### What to produce
When you reach the line that contains "of the transilvania" in the data below, start reproducing lines exactly, and stop after the line that contains "of the flagpole.".

Excerpts from a dataset:
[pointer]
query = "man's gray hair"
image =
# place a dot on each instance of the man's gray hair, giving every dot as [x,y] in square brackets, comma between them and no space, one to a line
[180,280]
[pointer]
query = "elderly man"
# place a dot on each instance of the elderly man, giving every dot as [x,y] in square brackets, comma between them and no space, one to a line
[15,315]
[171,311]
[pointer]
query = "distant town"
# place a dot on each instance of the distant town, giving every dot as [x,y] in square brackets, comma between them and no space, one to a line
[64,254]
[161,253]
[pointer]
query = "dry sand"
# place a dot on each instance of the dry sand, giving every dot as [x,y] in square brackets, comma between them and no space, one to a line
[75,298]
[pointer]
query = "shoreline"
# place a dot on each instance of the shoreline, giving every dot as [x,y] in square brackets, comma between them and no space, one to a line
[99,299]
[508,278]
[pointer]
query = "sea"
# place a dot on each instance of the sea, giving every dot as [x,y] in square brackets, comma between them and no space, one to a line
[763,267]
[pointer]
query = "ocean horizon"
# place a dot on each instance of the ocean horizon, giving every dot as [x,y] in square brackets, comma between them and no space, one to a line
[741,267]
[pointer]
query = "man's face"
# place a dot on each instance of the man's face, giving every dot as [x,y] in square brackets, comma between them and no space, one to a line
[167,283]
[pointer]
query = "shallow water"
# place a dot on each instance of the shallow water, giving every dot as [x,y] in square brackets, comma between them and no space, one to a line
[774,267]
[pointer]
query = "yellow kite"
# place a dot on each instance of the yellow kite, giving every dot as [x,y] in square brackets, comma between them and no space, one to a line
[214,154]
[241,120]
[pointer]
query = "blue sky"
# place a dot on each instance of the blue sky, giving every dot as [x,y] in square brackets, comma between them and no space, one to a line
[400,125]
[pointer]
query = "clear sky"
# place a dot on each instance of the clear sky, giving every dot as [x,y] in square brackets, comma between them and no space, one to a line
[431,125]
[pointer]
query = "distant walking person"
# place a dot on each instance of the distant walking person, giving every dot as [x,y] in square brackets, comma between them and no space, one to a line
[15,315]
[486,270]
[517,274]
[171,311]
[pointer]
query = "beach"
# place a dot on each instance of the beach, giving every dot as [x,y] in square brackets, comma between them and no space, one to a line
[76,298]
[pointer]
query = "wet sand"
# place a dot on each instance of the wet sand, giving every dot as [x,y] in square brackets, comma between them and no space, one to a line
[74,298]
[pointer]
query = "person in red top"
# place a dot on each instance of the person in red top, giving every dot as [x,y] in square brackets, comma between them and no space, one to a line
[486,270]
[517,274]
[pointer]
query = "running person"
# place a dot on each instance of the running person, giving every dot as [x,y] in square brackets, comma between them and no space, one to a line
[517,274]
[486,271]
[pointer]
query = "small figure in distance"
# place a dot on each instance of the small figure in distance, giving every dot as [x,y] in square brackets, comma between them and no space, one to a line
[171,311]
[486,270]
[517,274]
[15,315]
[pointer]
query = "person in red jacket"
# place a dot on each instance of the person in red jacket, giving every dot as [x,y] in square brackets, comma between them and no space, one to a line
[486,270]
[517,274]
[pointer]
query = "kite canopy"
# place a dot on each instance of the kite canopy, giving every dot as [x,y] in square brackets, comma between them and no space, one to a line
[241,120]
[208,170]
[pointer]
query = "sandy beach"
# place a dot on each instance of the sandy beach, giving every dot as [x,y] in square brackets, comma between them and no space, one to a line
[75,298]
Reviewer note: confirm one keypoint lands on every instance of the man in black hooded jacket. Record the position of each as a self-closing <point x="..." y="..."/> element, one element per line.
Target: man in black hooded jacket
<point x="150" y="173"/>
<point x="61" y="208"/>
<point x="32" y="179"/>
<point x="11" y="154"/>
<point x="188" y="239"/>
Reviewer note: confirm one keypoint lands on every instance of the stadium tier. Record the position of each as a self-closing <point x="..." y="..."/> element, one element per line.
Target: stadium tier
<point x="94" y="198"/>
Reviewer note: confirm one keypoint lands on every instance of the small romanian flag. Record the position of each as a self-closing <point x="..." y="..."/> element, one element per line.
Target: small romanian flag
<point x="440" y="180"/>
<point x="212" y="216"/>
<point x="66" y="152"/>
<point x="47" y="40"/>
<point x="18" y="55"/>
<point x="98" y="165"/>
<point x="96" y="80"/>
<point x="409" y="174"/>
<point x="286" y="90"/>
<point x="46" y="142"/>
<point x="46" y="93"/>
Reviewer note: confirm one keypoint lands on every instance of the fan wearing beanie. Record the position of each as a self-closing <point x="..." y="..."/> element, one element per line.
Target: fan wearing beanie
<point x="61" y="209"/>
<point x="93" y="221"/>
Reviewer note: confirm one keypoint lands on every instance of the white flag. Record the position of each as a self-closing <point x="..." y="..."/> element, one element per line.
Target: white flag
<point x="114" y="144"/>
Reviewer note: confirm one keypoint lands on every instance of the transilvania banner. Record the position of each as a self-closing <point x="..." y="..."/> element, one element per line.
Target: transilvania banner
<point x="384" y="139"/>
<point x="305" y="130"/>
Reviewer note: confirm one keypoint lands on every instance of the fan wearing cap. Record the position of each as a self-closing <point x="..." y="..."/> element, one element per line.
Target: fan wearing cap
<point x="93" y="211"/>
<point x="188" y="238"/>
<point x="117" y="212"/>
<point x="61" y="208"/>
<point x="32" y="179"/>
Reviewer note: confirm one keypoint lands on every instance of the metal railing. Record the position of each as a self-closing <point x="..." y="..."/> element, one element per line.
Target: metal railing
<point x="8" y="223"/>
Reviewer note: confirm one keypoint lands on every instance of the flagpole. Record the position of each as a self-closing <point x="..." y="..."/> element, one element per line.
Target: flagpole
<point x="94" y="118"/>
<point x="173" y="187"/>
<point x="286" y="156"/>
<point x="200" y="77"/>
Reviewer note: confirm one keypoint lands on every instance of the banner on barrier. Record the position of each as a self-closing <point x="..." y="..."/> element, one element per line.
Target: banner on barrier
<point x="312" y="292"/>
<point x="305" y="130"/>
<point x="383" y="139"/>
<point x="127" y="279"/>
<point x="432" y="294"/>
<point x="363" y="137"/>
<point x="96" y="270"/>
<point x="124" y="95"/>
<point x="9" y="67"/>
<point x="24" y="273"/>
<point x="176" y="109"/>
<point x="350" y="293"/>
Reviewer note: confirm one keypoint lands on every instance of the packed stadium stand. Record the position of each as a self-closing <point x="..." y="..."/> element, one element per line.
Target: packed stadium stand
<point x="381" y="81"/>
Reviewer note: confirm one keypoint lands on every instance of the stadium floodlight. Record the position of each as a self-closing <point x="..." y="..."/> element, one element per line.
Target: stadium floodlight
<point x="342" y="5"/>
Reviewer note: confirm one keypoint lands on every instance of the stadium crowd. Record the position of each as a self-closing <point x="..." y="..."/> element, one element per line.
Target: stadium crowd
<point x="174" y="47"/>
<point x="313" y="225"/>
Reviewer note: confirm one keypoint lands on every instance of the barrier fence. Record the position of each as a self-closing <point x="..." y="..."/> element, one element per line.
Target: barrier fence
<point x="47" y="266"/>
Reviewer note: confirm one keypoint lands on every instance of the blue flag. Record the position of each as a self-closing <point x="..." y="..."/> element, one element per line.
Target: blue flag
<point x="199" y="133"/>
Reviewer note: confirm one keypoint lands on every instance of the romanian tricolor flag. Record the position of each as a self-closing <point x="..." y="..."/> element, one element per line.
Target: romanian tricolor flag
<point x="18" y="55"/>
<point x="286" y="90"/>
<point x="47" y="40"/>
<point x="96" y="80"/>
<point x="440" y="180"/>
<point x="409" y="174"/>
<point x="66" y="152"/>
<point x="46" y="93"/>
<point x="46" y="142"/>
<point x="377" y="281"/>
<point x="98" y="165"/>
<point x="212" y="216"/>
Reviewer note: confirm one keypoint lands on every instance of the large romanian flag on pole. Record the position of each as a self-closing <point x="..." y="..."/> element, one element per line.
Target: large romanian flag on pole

### Result
Reviewer note: confirm one keypoint lands on every instance of the transilvania banner. Record the position of each as a self-closing <point x="..." y="..."/> element, one element per line.
Target: transilvania banner
<point x="384" y="139"/>
<point x="305" y="130"/>
Reviewer note: confirm one keypoint lands on every instance of the fan wearing cap. Record the position of each as a self-closing <point x="..." y="..."/> element, one element per line.
Target: fan wearing cap
<point x="93" y="211"/>
<point x="188" y="238"/>
<point x="117" y="212"/>
<point x="61" y="208"/>
<point x="32" y="179"/>
Reviewer note: confirm one keypoint lands on every instance of the metal railing. Record the position of each as a self-closing <point x="..." y="..."/> element, one element per line.
Target: metal railing
<point x="8" y="223"/>
Reviewer note: confirm one keypoint lands on every instance of the flagpole. Record the position of each as a self-closing <point x="..." y="..."/> element, one element per line.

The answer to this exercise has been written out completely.